- _Exercício proposto_:
Você pode transcrever na íntegra, sem qualquer alteração, a crítica do filme A Caça que vem a seguir?

- _Trecho para leitura_:
"""

Escrito e dirigido por Thomas
Vinterberg, A Caça (Jagten) usa como
estopim moral o abuso sexual que explode numa trama intricada e revestida de
hipocrisia e valores conservadores. As discrepâncias sociais e comportamentais
com base nos juízos de valor definidos pela cultura milenar dinamarquesa são o
mote da história. Vinterberg ganhou notoriedade após o longa Festa de Família (1998) que também
aborda abuso sexual, desta vez o patriarca é o alvo do drama que desce mais
amargo que A Caça. Mads Mikkelsen
interpreta Lucas e não lembra nem de longe o cínico Hannibal Lecter do seriado
Hannibal, ao contrário, sua atuação brilhante é digna de pena e reflete as
injustiças cometidas contra seu personagem. Mikkelsen ganhou o prêmio de melhor
ator por seu papel no Festival de Cannes em 2012. É o indicado da Dinamarca
para concorrer ao Oscar de melhor filme estrangeiro em 2014. O filme conta
ainda com a atriz mirim Annika Wedderkopp e com o veterano Thomas Bo Larsen.
O método de condução da trama que não
esconde os fatos reais do público é proposital para que o foco principal se
vire para o comportamento daqueles que foram afetados pelo abuso, se fosse de
outra forma agiríamos de modo a culpar o agressor e o foco recairia em como ele
deveria ser punido, sendo ou não culpado. Fatores psicológicos interferem de
forma decisiva para a formação do caráter e atitude da pequena Klara (Annika
Wedderkopp), os constantes desentendimentos familiares criaram a fobia de
rejeição e abandono, ela então enxerga em seu professor um porto seguro. O
contraste emocional destacado por Vinterberg chama atenção, Klara é uma criança
sem muitas referências emocionais, quando seu irmão a mostra pornografia isso a
deixa irritada, motivo pelo qual ela decide usar esse argumento para se
“vingar” de Lucas por sua rejeição. Características psicológicas abordadas de
forma genial por Vinterberg.

"""

- _Material coletado_:
"""

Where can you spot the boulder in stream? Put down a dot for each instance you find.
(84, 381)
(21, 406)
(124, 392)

"""

- _Resolução a seguir_:
Escrito e dirigido por Thomas
Vinterberg, A Caça (Jagten) usa como
estopim moral o abuso sexual que explode numa trama intricada e revestida de
hipocrisia e valores conservadores. As discrepâncias sociais e comportamentais
com base nos juízos de valor definidos pela cultura milenar dinamarquesa são o
mote da história. Vinterberg ganhou notoriedade após o longa Festa de Família (1998) que também
aborda abuso sexual, desta vez o patriarca é o alvo do drama que desce mais
amargo que A Caça. Mads Mikkelsen
interpreta Lucas e não lembra nem de longe o cínico Hannibal Lecter do seriado
Hannibal, ao contrário, sua atuação brilhante é digna de pena e reflete as
injustiças cometidas contra seu personagem. Mikkelsen ganhou o prêmio de melhor
ator por seu papel no Festival de Cannes em 2012. É o indicado da Dinamarca
para concorrer ao Oscar de melhor filme estrangeiro em 2014. O filme conta
ainda com a atriz mirim Annika Wedderkopp e com o veterano Thomas Bo Larsen.
O método de condução da trama que não
esconde os fatos reais do público é proposital para que o foco principal se
vire para o comportamento daqueles que foram afetados pelo abuso, se fosse de
outra forma agiríamos de modo a culpar o agressor e o foco recairia em como ele
deveria ser punido, sendo ou não culpado. Fatores psicológicos interferem de
forma decisiva para a formação do caráter e atitude da pequena Klara (Annika
Wedderkopp), os constantes desentendimentos familiares criaram a fobia de
rejeição e abandono, ela então enxerga em seu professor um porto seguro. O
contraste emocional destacado por Vinterberg chama atenção, Klara é uma criança
sem muitas referências emocionais, quando seu irmão a mostra pornografia isso a
deixa irritada, motivo pelo qual ela decide usar esse argumento para se
“vingar” de Lucas por sua rejeição. Características psicológicas abordadas de
forma genial por Vinterberg.